▶ [EXERCISE DESCRIPTION]
Repeat the data exactly as given below, dropping every picture.

PROVIDED ENTRIES Block Start

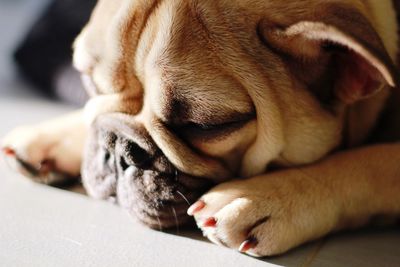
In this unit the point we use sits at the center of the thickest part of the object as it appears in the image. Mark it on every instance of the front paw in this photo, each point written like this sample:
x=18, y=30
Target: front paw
x=39, y=154
x=265, y=216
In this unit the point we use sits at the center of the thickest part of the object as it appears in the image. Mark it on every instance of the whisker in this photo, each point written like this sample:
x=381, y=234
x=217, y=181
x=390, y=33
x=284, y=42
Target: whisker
x=176, y=220
x=183, y=196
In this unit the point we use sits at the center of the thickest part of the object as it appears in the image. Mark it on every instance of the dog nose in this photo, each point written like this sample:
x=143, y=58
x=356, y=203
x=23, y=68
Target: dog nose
x=134, y=155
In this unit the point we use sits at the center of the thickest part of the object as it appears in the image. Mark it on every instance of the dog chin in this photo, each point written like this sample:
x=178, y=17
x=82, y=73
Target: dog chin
x=121, y=162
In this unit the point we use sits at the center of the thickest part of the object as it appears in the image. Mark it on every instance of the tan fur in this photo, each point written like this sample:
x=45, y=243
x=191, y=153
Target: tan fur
x=169, y=63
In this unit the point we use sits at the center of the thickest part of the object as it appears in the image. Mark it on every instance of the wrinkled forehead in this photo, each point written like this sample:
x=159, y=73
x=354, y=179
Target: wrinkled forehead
x=178, y=63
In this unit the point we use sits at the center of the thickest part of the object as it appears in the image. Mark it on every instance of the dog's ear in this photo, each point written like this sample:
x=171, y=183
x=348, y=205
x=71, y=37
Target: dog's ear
x=360, y=61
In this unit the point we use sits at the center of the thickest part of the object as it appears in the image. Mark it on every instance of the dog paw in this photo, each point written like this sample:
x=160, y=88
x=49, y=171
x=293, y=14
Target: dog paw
x=44, y=156
x=262, y=218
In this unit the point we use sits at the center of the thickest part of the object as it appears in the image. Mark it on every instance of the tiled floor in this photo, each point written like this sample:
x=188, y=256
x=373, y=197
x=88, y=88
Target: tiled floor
x=43, y=226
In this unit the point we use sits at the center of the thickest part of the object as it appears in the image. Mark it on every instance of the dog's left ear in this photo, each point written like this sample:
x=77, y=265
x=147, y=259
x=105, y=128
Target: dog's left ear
x=362, y=64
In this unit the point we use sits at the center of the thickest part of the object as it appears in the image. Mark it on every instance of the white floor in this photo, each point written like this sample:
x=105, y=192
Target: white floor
x=44, y=226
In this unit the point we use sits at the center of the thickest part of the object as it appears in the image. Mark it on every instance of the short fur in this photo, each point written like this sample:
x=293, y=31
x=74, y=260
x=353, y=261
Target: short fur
x=189, y=94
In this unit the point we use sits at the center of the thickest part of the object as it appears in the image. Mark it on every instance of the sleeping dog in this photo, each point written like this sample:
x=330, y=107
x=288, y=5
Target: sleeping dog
x=286, y=111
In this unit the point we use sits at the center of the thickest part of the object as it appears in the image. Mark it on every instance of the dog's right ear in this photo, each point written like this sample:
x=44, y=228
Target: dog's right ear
x=360, y=61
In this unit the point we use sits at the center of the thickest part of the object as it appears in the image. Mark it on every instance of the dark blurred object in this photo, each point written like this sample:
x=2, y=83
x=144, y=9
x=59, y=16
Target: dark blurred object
x=44, y=56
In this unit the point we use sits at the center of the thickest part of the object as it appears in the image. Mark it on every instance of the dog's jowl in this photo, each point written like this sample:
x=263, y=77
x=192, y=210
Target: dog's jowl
x=271, y=119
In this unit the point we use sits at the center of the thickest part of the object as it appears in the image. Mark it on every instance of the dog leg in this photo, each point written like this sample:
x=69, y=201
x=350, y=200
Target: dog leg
x=49, y=152
x=270, y=214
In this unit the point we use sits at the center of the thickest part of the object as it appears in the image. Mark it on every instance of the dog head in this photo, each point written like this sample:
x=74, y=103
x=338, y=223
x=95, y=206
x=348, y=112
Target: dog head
x=187, y=94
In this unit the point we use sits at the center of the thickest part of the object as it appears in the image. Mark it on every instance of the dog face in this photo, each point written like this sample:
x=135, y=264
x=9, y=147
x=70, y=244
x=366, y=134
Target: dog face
x=187, y=94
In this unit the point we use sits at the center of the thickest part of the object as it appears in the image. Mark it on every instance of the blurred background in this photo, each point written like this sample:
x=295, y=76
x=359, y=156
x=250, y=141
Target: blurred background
x=36, y=48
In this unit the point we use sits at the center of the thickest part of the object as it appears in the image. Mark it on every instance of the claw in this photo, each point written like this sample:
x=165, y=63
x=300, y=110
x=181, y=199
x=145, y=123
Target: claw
x=248, y=244
x=210, y=222
x=196, y=207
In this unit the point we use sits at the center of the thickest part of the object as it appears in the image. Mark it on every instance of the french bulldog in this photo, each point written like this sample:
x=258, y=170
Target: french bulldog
x=286, y=111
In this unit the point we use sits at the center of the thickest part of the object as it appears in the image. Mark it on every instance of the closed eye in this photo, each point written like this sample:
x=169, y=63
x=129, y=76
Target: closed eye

PROVIDED ENTRIES Block End

▶ [YOUR RESPONSE]
In this unit the point we use sits at the center of the thickest part of the object as it appears in the image. Mark it on every instance of the front paw in this photo, each point written like this sample:
x=18, y=30
Target: front paw
x=39, y=154
x=265, y=216
In this unit the point we use sits at the center of the thickest part of the object as it appears in the image. Mark it on every instance of the whisker in this photo, each point written like this sample:
x=381, y=234
x=217, y=181
x=390, y=33
x=284, y=42
Target: whisker
x=176, y=220
x=183, y=196
In this unit the point we use sits at the center of the thickest part of the object as it appears in the image. Mark it on every instance of the dog nose in this photo, each point written like this sample:
x=143, y=58
x=356, y=203
x=23, y=68
Target: dog nose
x=134, y=155
In this unit the point we use sits at the center of the thickest part of the object as it appears in the image. Mark it on every instance of the dog chin in this photo, each point written like this sample:
x=178, y=17
x=82, y=73
Target: dog chin
x=121, y=162
In this unit the point we use sits at the center of the thickest part of the object as it appears in the image. Mark it on every instance of the tan fur in this photo, each point written like this sample:
x=45, y=243
x=191, y=153
Target: tan fur
x=169, y=63
In this unit the point we use sits at the center of the thickest part of the object as it appears in the image. Mark it on every instance of the wrinkled forehead in this photo, each point written like this sample:
x=159, y=73
x=354, y=179
Target: wrinkled forehead
x=178, y=63
In this unit the point we use sits at the center of the thickest part of the object as it appears in the image. Mark it on every instance of the dog's ear in this photo, each point written like this sample:
x=171, y=183
x=348, y=205
x=71, y=37
Target: dog's ear
x=360, y=61
In this unit the point we use sits at the center of the thickest part of the object as it appears in the image. Mark it on every instance of the dog paw in this photo, each point written like this sample:
x=160, y=88
x=49, y=171
x=293, y=14
Target: dog paw
x=44, y=156
x=262, y=218
In this unit the point we use sits at the center of the thickest part of the object as it appears in the image. Mark it on every instance of the tiled floor in this photo, each point written like this sample:
x=188, y=256
x=373, y=197
x=88, y=88
Target: tiled floor
x=43, y=226
In this unit the point we use sits at the center of the thickest part of the object as it appears in the image. Mark it on every instance of the dog's left ear in this photo, each point written like this sample:
x=77, y=265
x=147, y=259
x=105, y=128
Target: dog's left ear
x=362, y=64
In this unit the point we use sits at the center of the thickest part of the object as it appears in the image. Mark it on every instance of the white floor in this photo, each point written like this sample:
x=105, y=192
Target: white floor
x=44, y=226
In this unit the point we use sits at the center of the thickest part of the object as it appears in the image. Mark it on every instance of the short fur in this photo, each point written like this sample:
x=293, y=31
x=74, y=260
x=353, y=261
Target: short fur
x=189, y=94
In this unit the point we use sits at the center of the thickest part of the object as it appears in the image. Mark it on every instance of the sleeping dog in this photo, each point written like this sample:
x=330, y=107
x=288, y=5
Target: sleeping dog
x=286, y=111
In this unit the point we use sits at the center of the thickest part of the object as it appears in the image. Mark it on every instance of the dog's right ear in this photo, each point written like this sample:
x=44, y=228
Target: dog's right ear
x=360, y=61
In this unit the point we use sits at the center of the thickest part of the object as it appears in the image. Mark it on every instance of the dark blurred object in this photo, each point written like this sample:
x=2, y=83
x=144, y=9
x=59, y=16
Target: dark blurred object
x=44, y=56
In this unit the point we use sits at the center of the thickest part of the object as it appears in the image. Mark it on every instance of the dog's jowl in this photo, each point written like this sample:
x=263, y=77
x=192, y=210
Target: dog's jowl
x=271, y=119
In this unit the point we use sits at the center of the thickest part of the object as it appears in the image. Mark it on every instance of the dog leg in this photo, each point written like this sample:
x=69, y=201
x=350, y=200
Target: dog leg
x=49, y=152
x=270, y=214
In this unit the point we use sits at the center of the thickest part of the object as it appears in the image. Mark it on every instance of the dog head in this photo, each point written like this sample:
x=74, y=103
x=338, y=223
x=95, y=206
x=348, y=112
Target: dog head
x=187, y=94
In this unit the point we use sits at the center of the thickest part of the object as it appears in the image. Mark it on every instance of the dog face in this photo, each point written like this sample:
x=135, y=264
x=9, y=147
x=70, y=244
x=366, y=134
Target: dog face
x=187, y=94
In this unit the point we use sits at the center of the thickest part of the object as it appears in the image. Mark it on every instance of the blurred background in this photo, each point written like this sample:
x=295, y=76
x=359, y=156
x=250, y=141
Target: blurred background
x=36, y=48
In this unit the point we use sits at the center of the thickest part of the object as it appears in the image. Mark it on every instance of the claw in this photo, each point written like this sample:
x=165, y=63
x=300, y=110
x=181, y=199
x=145, y=123
Target: claw
x=248, y=244
x=210, y=222
x=196, y=207
In this unit the point we use sits at the center of the thickest part of the object as it appears in the image. Mark it on every instance of the french bulldog in this photo, each point written like this sample:
x=258, y=170
Target: french bulldog
x=286, y=111
In this unit the point we use sits at the center of the thickest part of the object as it appears in the image. Mark it on every instance of the closed eye in this photo, each point written like this sample:
x=169, y=63
x=129, y=76
Target: closed eye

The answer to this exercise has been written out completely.